Output each line of the listing that follows, with every character kept as it is.

§ Data for processing:

☆ ☆ ☆

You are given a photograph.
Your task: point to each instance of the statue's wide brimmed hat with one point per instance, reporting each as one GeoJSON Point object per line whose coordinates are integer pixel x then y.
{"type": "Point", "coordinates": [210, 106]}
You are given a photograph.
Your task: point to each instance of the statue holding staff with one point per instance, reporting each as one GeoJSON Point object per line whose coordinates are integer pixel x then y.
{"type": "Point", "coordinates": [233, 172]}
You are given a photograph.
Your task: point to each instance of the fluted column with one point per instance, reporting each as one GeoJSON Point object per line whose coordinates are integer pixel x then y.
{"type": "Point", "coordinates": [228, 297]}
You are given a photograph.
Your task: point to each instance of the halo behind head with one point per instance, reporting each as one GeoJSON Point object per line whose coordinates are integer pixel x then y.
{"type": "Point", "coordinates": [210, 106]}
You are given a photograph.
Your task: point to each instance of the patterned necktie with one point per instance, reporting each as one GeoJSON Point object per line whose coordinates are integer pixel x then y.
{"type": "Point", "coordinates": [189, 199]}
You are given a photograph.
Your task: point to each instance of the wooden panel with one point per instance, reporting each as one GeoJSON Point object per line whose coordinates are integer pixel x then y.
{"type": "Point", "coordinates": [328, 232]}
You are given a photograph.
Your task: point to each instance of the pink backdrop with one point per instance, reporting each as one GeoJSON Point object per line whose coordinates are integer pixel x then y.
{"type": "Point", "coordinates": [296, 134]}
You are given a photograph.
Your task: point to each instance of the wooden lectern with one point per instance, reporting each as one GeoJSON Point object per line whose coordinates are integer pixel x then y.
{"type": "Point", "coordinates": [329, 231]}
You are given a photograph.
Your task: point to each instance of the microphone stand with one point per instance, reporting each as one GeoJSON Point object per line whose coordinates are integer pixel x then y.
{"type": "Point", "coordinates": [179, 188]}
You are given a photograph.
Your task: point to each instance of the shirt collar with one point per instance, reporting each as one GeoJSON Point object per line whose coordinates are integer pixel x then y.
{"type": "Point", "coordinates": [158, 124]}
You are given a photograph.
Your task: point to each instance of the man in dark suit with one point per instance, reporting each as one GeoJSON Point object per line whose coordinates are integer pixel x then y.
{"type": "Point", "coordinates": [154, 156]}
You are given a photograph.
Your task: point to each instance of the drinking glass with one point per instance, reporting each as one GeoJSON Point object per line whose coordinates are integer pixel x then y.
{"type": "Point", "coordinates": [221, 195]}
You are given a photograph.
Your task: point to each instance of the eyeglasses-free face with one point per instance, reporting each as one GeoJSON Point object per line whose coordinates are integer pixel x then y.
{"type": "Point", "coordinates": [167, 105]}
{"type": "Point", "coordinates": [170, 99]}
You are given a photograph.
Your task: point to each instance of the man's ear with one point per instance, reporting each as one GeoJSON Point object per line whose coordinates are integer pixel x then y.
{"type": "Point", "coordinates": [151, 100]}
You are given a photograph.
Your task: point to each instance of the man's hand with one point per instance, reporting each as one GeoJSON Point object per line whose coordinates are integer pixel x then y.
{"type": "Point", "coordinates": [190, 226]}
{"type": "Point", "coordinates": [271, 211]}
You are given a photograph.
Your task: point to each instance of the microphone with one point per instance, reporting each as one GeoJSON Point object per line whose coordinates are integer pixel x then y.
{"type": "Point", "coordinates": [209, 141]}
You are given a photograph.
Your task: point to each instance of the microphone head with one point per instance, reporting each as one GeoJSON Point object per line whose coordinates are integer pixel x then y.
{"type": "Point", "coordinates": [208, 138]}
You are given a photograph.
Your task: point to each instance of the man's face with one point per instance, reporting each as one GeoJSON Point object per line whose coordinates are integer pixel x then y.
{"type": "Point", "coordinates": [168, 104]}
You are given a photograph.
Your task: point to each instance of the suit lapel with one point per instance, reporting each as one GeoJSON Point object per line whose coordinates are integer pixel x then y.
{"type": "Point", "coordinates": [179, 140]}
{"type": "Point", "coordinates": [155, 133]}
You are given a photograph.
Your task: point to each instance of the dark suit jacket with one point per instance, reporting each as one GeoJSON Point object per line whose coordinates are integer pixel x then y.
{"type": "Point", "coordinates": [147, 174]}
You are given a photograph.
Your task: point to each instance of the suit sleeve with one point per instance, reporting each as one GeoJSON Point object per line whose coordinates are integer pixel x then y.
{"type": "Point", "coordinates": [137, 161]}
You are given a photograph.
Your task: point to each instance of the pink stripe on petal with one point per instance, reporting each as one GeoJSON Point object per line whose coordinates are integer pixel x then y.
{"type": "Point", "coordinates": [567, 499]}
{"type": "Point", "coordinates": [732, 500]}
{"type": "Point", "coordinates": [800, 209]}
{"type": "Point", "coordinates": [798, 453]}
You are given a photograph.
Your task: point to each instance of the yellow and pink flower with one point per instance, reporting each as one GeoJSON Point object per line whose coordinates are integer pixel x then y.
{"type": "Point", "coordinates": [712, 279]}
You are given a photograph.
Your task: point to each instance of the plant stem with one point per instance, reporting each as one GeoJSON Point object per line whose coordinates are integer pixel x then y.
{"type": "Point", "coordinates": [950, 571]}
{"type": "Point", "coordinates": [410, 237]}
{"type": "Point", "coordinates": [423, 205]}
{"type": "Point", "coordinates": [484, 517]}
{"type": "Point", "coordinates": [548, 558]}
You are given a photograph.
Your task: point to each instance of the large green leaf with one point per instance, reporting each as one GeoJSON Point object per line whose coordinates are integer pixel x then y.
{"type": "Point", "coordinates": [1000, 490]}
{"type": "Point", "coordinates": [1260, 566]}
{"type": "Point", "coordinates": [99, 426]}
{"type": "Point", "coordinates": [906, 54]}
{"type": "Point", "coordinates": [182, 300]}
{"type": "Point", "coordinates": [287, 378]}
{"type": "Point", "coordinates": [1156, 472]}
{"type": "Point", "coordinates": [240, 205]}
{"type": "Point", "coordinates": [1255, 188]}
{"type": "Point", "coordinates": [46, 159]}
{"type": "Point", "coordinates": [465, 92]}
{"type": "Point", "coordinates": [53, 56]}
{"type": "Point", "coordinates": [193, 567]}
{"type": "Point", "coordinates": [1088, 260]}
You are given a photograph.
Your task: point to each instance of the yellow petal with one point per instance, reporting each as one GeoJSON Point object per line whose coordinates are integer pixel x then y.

☆ ☆ ☆

§ Response:
You are given a photograph.
Your task: point to each instance of the statue's wide brimmed hat with one point per instance, reporting each as one GeoJSON Point object per line whose coordinates are integer pixel x then y.
{"type": "Point", "coordinates": [210, 106]}
You are given a photograph.
Your task: point to each instance of the statue holding staff with one point per instance, reporting each as one GeoJSON Point object per line whose coordinates are integer pixel x then y.
{"type": "Point", "coordinates": [233, 172]}
You are given a photograph.
Your task: point to each instance of the fluted column with one point per instance, reporting each as one GeoJSON Point object per line whose coordinates are integer pixel x then y.
{"type": "Point", "coordinates": [228, 297]}
You are given a photograph.
Your task: point to each instance of the halo behind head with one point per instance, reporting each as one GeoJSON Point object per line whose coordinates are integer pixel x then y.
{"type": "Point", "coordinates": [210, 106]}
You are given a photograph.
Your task: point to each instance of the patterned necktie with one point per instance, reporting each as one GeoJSON Point object per line whose coordinates are integer pixel x then y.
{"type": "Point", "coordinates": [189, 199]}
You are given a photograph.
Your task: point to each instance of the wooden panel with one point per instance, reporting each as one GeoJSON Point object per line whose coordinates are integer pixel x then y.
{"type": "Point", "coordinates": [328, 232]}
You are given a photograph.
Your task: point to each instance of the pink backdrop with one point per instance, reporting each as one GeoJSON Point object per line whose coordinates are integer pixel x then y.
{"type": "Point", "coordinates": [296, 134]}
You are given a photograph.
Your task: point to each instance of the wooden lectern with one point per instance, reporting each as one GeoJSON Point object per line whose coordinates are integer pixel x then y.
{"type": "Point", "coordinates": [329, 231]}
You are given a photograph.
Your task: point to each instance of the microphone stand with one point per instance, reporting each as one GeoJSON Point object per line whose coordinates are integer pixel x then y.
{"type": "Point", "coordinates": [179, 188]}
You are given a photograph.
Your task: point to each instance of the shirt collar with one point per instance, reporting each as one GeoJSON Point object per line whose coordinates are integer pixel x then y.
{"type": "Point", "coordinates": [158, 124]}
You are given a photograph.
Your task: point to each instance of the man in dark suit with one point per instance, reporting each as one GeoJSON Point object per line whose coordinates are integer pixel x then y.
{"type": "Point", "coordinates": [154, 156]}
You are given a photograph.
Your task: point to each instance of the drinking glass with one point per instance, reporting each as one GeoJSON Point object per line whose coordinates are integer pixel x then y.
{"type": "Point", "coordinates": [221, 195]}
You are given a photograph.
Your task: point to each instance of the eyeglasses-free face with one point per instance, reporting each as one GeoJSON Point object per line whose coordinates are integer pixel x then y.
{"type": "Point", "coordinates": [167, 105]}
{"type": "Point", "coordinates": [170, 99]}
You are given a photograph.
Your task: point to each instance of the man's ear with one point per instance, reporting each as one GeoJSON Point object per line whose coordinates are integer pixel x then y.
{"type": "Point", "coordinates": [151, 100]}
You are given a photograph.
Your task: point to each instance of the man's hand with one point per instance, reporting each as one GeoJSON Point object per line whose coordinates are integer pixel x then y.
{"type": "Point", "coordinates": [190, 226]}
{"type": "Point", "coordinates": [271, 211]}
You are given a photograph.
Your task: point to each instance of the microphone with one point per instance, reporting each as one GeoJSON Point object per line whose coordinates are integer pixel x then y.
{"type": "Point", "coordinates": [209, 141]}
You are given a photograph.
Your task: point to each instance of the microphone head with one point per instance, reporting each as one GeoJSON Point object per line whose coordinates are integer pixel x then y.
{"type": "Point", "coordinates": [208, 138]}
You are given a photograph.
Your task: point to each instance of the man's face with one point per instance, reporting each as one GeoJSON Point object per line whose coordinates are integer pixel x then y.
{"type": "Point", "coordinates": [168, 104]}
You are given a photograph.
Your task: point to each instance of the suit lapel with one point per instance, reporting each as one GeoJSON Point object per line whose coordinates are integer pixel x then y.
{"type": "Point", "coordinates": [179, 140]}
{"type": "Point", "coordinates": [155, 133]}
You are given a photograph.
Your task: point to each instance of the dark suit jacket with one point per instance, reporting each as one GeoJSON Point object per line whose coordinates are integer pixel x then y.
{"type": "Point", "coordinates": [147, 174]}
You are given a photograph.
Your task: point to each instance of the suit sleeve with one point per instance, reporting each as one GeoJSON Point object per line whose coordinates are integer pixel x then y.
{"type": "Point", "coordinates": [137, 161]}
You are given a photograph.
Your task: point to each instance of the pink stripe on petal with one point per instance, reporting each as one GeoJSON Point object per line whose coordinates are integer pixel x then y.
{"type": "Point", "coordinates": [567, 499]}
{"type": "Point", "coordinates": [732, 500]}
{"type": "Point", "coordinates": [800, 209]}
{"type": "Point", "coordinates": [798, 453]}
You are given a photograph.
Your task: point to each instance of the yellow and pink flower with one point per instance, reporting each as one GeoJSON Point object per line whose coordinates are integer pixel x then y.
{"type": "Point", "coordinates": [712, 279]}
You are given a photograph.
Your task: point to each instance of the plant stem with one point per instance, reporting each as one GeoJSON Point object per line whose coordinates are integer pixel x then y.
{"type": "Point", "coordinates": [950, 571]}
{"type": "Point", "coordinates": [410, 237]}
{"type": "Point", "coordinates": [423, 205]}
{"type": "Point", "coordinates": [484, 517]}
{"type": "Point", "coordinates": [548, 558]}
You are given a photograph.
Your task: point to each instance of the large green leaf with one point per instance, reporting each as one GeoJSON Point object per line whose coordinates are integer pixel x then y.
{"type": "Point", "coordinates": [1000, 490]}
{"type": "Point", "coordinates": [1260, 566]}
{"type": "Point", "coordinates": [99, 426]}
{"type": "Point", "coordinates": [906, 54]}
{"type": "Point", "coordinates": [182, 300]}
{"type": "Point", "coordinates": [287, 378]}
{"type": "Point", "coordinates": [1156, 472]}
{"type": "Point", "coordinates": [240, 205]}
{"type": "Point", "coordinates": [1255, 188]}
{"type": "Point", "coordinates": [46, 159]}
{"type": "Point", "coordinates": [465, 92]}
{"type": "Point", "coordinates": [53, 56]}
{"type": "Point", "coordinates": [193, 567]}
{"type": "Point", "coordinates": [1088, 260]}
You are given a photograph.
Your task: point to each instance of the yellow petal with one point per instance, reporting each as one GeoJSON Point object per line whose coordinates are integer pixel x then y.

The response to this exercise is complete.